Source extract →
------------------------------------------------

Oakland Cnty. v. Fed. Nat'l Mortg. Ass'n, Civil Action No. 11-12666

Decision Date20 September 2011
Docket NumberCivil Action No. 11-12666
PartiesOAKLAND COUNTY, and ANDREW E. MEISNER, Plaintiffs, v. FEDERAL NATIONAL MORTGAGE ASSOCIATION, and FEDERAL HOME LOAN MORTGAGE CORPORATION, Defendants.
CourtU.S. District Court — Eastern District of Michigan

District Judge Victoria A. Roberts

Magistrate Judge Laurie J. Michelson

OPINION AND ORDER GRANTING
FEDERAL HOUSING FINANCE AGENCY'S MOTION TO INTERVENE T[3]

Oakland County and Andrew E. Meisner, the Oakland County Treasurer, ("Plaintiffs") brought this action against Federal National Mortgage Association and Federal Home Loan Mortgage Corporation ("Defendants") asserting that Defendants recorded real estate transactions with the County Register of Deeds without paying the accompanying transfer tax. (Dkt. 1, Compl. ¶¶ 4-5.) Presently before this Court for Hearing and Determination (Dkt. 26) is Federal Housing Finance Agency's Motion to Intervene (Dkt. 13). For the following reasons, this Court GRANTS Federal Housing Finance Agency's Motion to Intervene.1

I. BACKGROUND

The Federal National Mortgage Association ("Fannie Mae") and the Federal Home Loan Mortgage Corporation ("Freddie Mac") are government-sponsored enterprises ("GSEs"): private, shareholder-owned corporations with federal government charters. See Mark Jickling, Cong. Research Serv., RS22950, Fannie Mae and Freddie Mac in Conservatorship 1 (2008); see also (Dkt. 22, Pls.' Resp. to Mot. Intervene, Ex. A at 8 (Fannie Mae and Freddie Mac remain private companies post-conservatorship)). Generally speaking, the GSEs buy home mortgages from the original lenders, "repackage them as mortgage-backed securities, and either sell them or hold them in their own investment portfolios." Jickling, supra at 1.

On July 30, 2008, Congress passed the Housing and Economic Recovery Act of 2008, ("Act" or "HERA") and established the Federal Housing Finance Agency ("Agency" or "FHFA"). See id. at 2. Pursuant to the Act, on September 6, 2008, the Agency's Director appointed the Agency asconservator of Fannie Mae and Freddie Mac. (Dkt. 13, FHFA's Mot. Intervene at ECF 11; see also Dkt. 22, Pls.' Resp. to Mot. Intervene at 1.) Under HERA, the Agency "succeed[ed] to all rights, titles, powers, and privileges of [Fannie Mae and Freddie Mac], and of any stockholder, officer, or director of [Fannie Mae and Freddie Mac] with respect to [Fannie Mae and Freddie Mac] and [their] assets." 12 U.S.C. § 4617(b)(2)(A)(i). "In other words, FHFA completely controls Fannie Mae and Freddie Mac." (Pls.' Resp. to Mot. Intervene at 1.)

------------------------------------------------

Given information →
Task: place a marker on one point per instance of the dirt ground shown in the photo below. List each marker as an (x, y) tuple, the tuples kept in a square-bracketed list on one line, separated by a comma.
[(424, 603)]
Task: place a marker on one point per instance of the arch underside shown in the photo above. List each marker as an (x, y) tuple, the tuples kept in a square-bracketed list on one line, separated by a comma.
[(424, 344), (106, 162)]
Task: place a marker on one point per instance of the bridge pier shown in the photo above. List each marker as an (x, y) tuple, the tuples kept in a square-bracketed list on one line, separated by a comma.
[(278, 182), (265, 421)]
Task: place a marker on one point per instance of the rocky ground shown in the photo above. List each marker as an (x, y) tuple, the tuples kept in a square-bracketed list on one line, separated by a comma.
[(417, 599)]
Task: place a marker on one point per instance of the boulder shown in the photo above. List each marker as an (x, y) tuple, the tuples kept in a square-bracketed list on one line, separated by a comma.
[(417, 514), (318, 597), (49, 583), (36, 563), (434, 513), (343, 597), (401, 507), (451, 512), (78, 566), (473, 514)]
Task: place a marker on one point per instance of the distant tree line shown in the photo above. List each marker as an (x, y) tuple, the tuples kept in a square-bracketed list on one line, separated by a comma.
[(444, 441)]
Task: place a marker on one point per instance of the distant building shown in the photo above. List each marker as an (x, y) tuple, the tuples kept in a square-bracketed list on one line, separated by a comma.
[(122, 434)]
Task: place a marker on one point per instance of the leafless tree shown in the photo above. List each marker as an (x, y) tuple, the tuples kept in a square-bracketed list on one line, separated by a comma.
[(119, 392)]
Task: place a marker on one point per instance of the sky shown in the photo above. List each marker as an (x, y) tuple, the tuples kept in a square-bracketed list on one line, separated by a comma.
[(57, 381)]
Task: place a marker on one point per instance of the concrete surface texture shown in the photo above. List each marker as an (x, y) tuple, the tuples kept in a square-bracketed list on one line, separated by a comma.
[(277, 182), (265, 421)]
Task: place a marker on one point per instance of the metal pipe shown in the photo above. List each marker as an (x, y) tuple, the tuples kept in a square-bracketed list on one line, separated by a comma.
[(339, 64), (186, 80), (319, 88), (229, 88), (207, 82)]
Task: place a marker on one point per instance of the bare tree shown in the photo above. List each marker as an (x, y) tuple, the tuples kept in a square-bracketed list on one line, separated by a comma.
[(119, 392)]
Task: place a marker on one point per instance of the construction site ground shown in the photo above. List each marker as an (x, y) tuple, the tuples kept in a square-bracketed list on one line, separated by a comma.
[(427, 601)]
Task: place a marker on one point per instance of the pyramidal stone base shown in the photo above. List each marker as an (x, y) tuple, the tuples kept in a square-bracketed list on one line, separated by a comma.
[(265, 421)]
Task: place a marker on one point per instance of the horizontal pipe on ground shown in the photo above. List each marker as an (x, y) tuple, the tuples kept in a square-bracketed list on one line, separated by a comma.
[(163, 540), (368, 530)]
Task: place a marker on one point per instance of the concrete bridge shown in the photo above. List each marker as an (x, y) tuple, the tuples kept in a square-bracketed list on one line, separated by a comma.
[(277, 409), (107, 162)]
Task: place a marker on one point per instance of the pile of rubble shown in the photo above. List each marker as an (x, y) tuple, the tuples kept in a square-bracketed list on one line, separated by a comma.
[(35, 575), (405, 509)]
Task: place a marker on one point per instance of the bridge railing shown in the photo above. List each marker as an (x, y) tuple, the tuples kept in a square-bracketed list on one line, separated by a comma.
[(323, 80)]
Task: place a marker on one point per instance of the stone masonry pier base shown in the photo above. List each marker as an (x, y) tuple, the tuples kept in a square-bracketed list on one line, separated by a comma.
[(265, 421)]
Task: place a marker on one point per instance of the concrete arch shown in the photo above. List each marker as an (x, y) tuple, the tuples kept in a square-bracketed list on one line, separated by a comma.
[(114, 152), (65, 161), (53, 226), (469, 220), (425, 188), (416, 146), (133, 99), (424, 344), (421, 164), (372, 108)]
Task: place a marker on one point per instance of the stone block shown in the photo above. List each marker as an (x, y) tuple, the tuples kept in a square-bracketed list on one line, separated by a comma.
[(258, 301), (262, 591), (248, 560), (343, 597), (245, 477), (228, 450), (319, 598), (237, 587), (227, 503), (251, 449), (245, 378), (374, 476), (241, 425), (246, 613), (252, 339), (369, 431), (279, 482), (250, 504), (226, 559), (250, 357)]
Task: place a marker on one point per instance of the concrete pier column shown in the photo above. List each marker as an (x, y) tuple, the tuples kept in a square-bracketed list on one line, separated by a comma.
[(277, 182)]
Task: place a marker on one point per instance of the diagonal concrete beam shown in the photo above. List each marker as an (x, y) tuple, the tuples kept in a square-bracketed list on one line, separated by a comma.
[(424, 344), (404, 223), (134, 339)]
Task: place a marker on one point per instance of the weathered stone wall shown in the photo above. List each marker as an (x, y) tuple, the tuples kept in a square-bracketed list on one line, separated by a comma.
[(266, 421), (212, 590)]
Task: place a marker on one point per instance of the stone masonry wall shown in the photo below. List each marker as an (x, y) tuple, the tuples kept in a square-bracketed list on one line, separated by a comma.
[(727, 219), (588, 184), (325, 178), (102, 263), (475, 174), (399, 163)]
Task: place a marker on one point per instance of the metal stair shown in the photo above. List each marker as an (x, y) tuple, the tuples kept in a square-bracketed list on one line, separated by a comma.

------------------------------------------------

What is asked →
**a)** Copy the passage of the court opinion that starts at the words "The Federal National" and ends after "supra at 1.".
**b)** In the entries, take the lines starting at the one that has "the sky shown" and ending after the one that has "[(57, 381)]". Write out only those lines, with "sky" replaced by "horizon" and nothing else changed.
The court opinion and the entries have nothing to do with each other.

Answers for the tasks →
**a)**
The Federal National Mortgage Association ("Fannie Mae") and the Federal Home Loan Mortgage Corporation ("Freddie Mac") are government-sponsored enterprises ("GSEs"): private, shareholder-owned corporations with federal government charters. See Mark Jickling, Cong. Research Serv., RS22950, Fannie Mae and Freddie Mac in Conservatorship 1 (2008); see also (Dkt. 22, Pls.' Resp. to Mot. Intervene, Ex. A at 8 (Fannie Mae and Freddie Mac remain private companies post-conservatorship)). Generally speaking, the GSEs buy home mortgages from the original lenders, "repackage them as mortgage-backed securities, and either sell them or hold them in their own investment portfolios." Jickling, supra at 1.

**b)**
Task: place a marker on one point per instance of the horizon shown in the photo above. List each marker as an (x, y) tuple, the tuples kept in a square-bracketed list on one line, separated by a comma.
[(57, 381)]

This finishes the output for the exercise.